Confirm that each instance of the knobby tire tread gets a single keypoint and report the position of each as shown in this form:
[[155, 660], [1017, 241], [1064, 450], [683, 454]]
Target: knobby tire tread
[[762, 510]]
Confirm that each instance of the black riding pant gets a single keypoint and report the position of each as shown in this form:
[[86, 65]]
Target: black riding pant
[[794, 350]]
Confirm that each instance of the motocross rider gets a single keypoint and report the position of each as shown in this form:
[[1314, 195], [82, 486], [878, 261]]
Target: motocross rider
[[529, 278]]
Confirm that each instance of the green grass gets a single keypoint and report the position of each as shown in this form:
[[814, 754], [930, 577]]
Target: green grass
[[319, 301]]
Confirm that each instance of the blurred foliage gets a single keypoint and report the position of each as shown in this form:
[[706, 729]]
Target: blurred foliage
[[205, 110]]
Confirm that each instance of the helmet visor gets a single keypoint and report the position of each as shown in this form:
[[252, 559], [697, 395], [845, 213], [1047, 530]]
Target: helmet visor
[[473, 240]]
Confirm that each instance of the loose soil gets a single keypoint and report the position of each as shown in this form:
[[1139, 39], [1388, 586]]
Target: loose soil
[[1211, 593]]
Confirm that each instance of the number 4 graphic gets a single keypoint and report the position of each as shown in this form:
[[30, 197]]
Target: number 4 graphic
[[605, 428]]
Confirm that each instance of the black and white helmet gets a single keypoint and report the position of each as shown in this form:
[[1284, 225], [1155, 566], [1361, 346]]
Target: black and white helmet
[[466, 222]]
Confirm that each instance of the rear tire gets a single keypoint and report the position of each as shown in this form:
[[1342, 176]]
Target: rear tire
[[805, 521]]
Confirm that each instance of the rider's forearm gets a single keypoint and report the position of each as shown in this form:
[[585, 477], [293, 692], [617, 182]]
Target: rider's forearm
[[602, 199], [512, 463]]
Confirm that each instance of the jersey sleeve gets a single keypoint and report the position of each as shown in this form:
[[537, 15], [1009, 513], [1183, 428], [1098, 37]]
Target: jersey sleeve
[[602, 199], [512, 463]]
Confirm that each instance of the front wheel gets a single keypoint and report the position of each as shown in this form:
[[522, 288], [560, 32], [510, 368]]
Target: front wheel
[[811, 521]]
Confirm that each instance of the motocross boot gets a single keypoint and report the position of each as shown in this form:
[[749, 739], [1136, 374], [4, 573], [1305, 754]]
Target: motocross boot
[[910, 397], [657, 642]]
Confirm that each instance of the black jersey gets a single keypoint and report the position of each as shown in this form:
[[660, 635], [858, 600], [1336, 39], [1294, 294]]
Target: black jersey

■ **HOW TO COMPLETE THIS TASK**
Would you return exactly the lines from the one containing "Confirm that each instance of the black jersey" through the end of the listing, both included, and only them?

■ **ANSWER BOX**
Confirm that each instance of the black jersey gets a single keypoint and report the position of each as shown in this form:
[[660, 635], [858, 600], [1336, 39], [1294, 294]]
Target: black jersey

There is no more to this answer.